Rows from a pointing dataset:
* BEGIN *
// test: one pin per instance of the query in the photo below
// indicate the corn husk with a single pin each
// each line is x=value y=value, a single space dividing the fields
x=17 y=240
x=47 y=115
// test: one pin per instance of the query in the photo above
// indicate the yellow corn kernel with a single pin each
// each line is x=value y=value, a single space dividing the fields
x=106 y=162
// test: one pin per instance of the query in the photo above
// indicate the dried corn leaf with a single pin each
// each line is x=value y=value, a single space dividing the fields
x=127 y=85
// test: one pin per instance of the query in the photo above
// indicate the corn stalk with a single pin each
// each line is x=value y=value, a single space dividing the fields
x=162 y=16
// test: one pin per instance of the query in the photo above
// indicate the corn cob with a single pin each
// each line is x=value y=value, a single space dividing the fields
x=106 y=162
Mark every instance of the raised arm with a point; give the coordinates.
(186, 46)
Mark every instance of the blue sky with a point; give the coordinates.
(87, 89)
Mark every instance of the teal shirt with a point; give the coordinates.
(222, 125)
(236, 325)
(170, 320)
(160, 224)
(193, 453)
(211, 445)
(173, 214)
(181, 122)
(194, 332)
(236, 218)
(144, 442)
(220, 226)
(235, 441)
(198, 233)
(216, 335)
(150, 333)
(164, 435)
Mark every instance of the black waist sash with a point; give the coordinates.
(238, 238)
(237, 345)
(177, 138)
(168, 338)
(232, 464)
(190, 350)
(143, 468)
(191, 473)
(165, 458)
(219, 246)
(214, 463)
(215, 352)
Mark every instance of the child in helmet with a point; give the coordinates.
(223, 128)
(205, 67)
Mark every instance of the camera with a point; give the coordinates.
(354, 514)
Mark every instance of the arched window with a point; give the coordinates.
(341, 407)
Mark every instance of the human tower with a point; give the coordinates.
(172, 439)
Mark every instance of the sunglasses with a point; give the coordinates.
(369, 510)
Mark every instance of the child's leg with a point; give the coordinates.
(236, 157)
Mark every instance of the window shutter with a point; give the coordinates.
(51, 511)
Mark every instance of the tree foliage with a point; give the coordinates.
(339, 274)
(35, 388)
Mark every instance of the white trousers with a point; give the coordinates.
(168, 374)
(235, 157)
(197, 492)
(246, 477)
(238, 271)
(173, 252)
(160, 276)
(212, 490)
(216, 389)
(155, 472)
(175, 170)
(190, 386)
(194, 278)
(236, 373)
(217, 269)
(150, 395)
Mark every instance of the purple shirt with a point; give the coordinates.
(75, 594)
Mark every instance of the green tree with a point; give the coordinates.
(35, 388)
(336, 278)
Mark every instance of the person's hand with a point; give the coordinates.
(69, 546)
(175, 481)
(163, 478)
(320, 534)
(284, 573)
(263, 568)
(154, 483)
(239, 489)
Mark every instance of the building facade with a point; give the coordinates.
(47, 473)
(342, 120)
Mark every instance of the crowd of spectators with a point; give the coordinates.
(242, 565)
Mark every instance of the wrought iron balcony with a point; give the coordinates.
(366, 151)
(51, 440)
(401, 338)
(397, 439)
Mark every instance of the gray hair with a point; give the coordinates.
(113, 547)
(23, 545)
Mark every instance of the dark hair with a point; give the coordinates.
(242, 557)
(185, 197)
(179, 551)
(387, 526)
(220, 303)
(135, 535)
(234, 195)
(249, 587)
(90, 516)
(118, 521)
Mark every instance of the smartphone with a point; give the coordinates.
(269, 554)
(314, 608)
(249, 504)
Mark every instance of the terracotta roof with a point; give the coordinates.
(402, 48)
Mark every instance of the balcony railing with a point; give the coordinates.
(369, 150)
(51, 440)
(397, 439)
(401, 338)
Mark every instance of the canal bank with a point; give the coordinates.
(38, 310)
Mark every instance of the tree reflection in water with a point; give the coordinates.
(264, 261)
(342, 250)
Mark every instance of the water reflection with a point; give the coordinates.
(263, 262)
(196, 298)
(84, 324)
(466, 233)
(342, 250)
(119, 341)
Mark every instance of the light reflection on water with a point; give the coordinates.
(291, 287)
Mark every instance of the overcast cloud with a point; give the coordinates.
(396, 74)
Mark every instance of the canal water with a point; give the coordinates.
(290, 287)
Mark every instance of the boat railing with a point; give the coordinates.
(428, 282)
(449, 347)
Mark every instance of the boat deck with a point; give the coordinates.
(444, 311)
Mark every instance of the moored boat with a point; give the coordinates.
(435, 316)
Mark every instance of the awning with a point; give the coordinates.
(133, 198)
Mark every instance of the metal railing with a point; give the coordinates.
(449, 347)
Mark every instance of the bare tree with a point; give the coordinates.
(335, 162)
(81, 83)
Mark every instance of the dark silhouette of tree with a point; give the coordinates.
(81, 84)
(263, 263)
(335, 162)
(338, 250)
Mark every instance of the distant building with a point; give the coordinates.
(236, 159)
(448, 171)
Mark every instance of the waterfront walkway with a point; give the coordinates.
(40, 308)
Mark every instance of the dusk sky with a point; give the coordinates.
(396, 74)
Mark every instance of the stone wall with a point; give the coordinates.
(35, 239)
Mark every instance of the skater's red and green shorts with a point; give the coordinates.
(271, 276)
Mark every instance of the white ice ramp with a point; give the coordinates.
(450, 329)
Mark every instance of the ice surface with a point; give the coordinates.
* END *
● **Work instructions**
Give a word-for-word copy of the records.

● **Solution to the problem**
// test: one pin per instance of the query in the photo below
// indicate the corn husk with a single pin each
// each line is x=value y=value, a single space dividing the fields
x=17 y=240
x=47 y=115
// test: one pin per instance of the query in the photo above
// indicate the yellow corn kernel with a single pin each
// each line is x=value y=value, a single space dividing the fields
x=106 y=162
// test: one pin per instance of the query in the photo above
// indicate the dried corn leaf with a single pin each
// each line is x=value y=value, a single space dividing the fields
x=127 y=85
// test: one pin per instance of the query in the photo above
// indicate the corn stalk with a single pin each
// each line is x=value y=value, a single space dividing the fields
x=162 y=16
// test: one pin per instance of the query in the photo above
// indicate the corn cob with a single pin each
// each line is x=value y=value, a single space dividing the fields
x=106 y=162
Mark every instance of the raised arm with a point; give the coordinates.
(186, 46)
Mark every instance of the blue sky with a point; give the coordinates.
(87, 89)
Mark every instance of the teal shirt with a point; give the coordinates.
(222, 125)
(236, 325)
(170, 320)
(160, 224)
(193, 453)
(211, 445)
(173, 214)
(181, 122)
(194, 332)
(236, 218)
(144, 442)
(220, 226)
(235, 441)
(198, 233)
(216, 335)
(150, 333)
(164, 435)
Mark every instance of the black waist sash with a point; give the coordinates.
(238, 238)
(237, 345)
(177, 138)
(168, 338)
(232, 464)
(190, 350)
(143, 468)
(191, 473)
(165, 458)
(219, 246)
(214, 463)
(215, 352)
Mark every instance of the child in helmet with a point; give the coordinates.
(223, 128)
(205, 67)
Mark every instance of the camera with a point; give the coordinates.
(354, 514)
Mark every instance of the arched window with a point; give the coordinates.
(341, 407)
Mark every instance of the human tower with a point; give the coordinates.
(172, 439)
Mark every instance of the sunglasses with a point; give the coordinates.
(369, 510)
Mark every instance of the child's leg with a point; give the coordinates.
(236, 157)
Mark every instance of the window shutter with a point; give the coordinates.
(51, 511)
Mark every instance of the tree foliage with a point; give the coordinates.
(339, 274)
(35, 388)
Mark every instance of the white trousers with a point; give the coordinates.
(168, 374)
(235, 157)
(197, 492)
(246, 477)
(238, 271)
(173, 252)
(160, 276)
(212, 490)
(216, 389)
(155, 472)
(175, 170)
(190, 386)
(194, 278)
(236, 373)
(217, 269)
(150, 395)
Mark every instance of the purple shirt with a point; give the coordinates.
(75, 594)
Mark every instance of the green tree with a point; give the coordinates.
(35, 388)
(336, 278)
Mark every instance of the person's hand with a point; give the coordinates.
(69, 546)
(175, 481)
(163, 478)
(320, 534)
(284, 573)
(263, 568)
(154, 483)
(239, 489)
Mark every instance of the building facade with a point; give the coordinates.
(47, 473)
(342, 120)
Mark every instance of the crowd of spectators with a point; give the coordinates.
(242, 565)
Mark every instance of the wrought iron balcony with a point; give the coordinates.
(366, 151)
(51, 440)
(401, 338)
(397, 439)
Mark every instance of the gray hair with a point; give the coordinates.
(113, 547)
(23, 545)
Mark every instance of the dark hair with a point; give the coordinates.
(242, 557)
(185, 197)
(179, 551)
(387, 526)
(220, 303)
(135, 535)
(234, 195)
(249, 587)
(90, 516)
(118, 521)
Mark every instance of the smartphone with a point; give the coordinates.
(269, 554)
(314, 608)
(249, 504)
Mark every instance of the terracotta roof with a point; give the coordinates.
(402, 48)
Mark every instance of the balcony railing with a point; give the coordinates.
(369, 150)
(51, 440)
(397, 439)
(401, 338)
Mark every instance of the canal bank with a point; give the coordinates.
(38, 310)
Mark every instance of the tree reflection in water with a point; give the coordinates.
(264, 261)
(342, 250)
Mark every instance of the water reflection with a point; give the coordinates.
(263, 262)
(196, 298)
(84, 324)
(466, 233)
(342, 250)
(119, 341)
Mark every instance of the light reflection on water with a point; give the coordinates.
(291, 287)
Mark every instance of the overcast cloud with a point; give the coordinates.
(396, 74)
Mark every instance of the canal water with a point; give the coordinates.
(290, 287)
Mark every instance of the boat railing with a point; give the coordinates.
(428, 282)
(449, 347)
Mark every instance of the boat deck with a point; give the coordinates.
(444, 311)
Mark every instance of the moored boat with a point; give the coordinates.
(435, 316)
Mark every instance of the awning with a point; give the coordinates.
(133, 198)
Mark every instance of the metal railing with a point; give the coordinates.
(449, 347)
Mark every instance of the bare tree with a point; give the coordinates.
(335, 162)
(81, 83)
Mark every instance of the dark silhouette of tree with a point; give the coordinates.
(81, 84)
(263, 263)
(335, 162)
(338, 250)
Mark every instance of the distant building with a point; give the coordinates.
(236, 159)
(448, 171)
Mark every instance of the waterfront walkway with a point; give the coordinates.
(40, 308)
Mark every instance of the dusk sky with a point; give the coordinates.
(396, 74)
Mark every instance of the stone wall with a point; give the coordinates.
(35, 239)
Mark every instance of the skater's red and green shorts with a point; give the coordinates.
(271, 276)
Mark every instance of the white ice ramp with a point; give the coordinates.
(450, 329)
Mark every instance of the ice surface with a point; give the coordinates.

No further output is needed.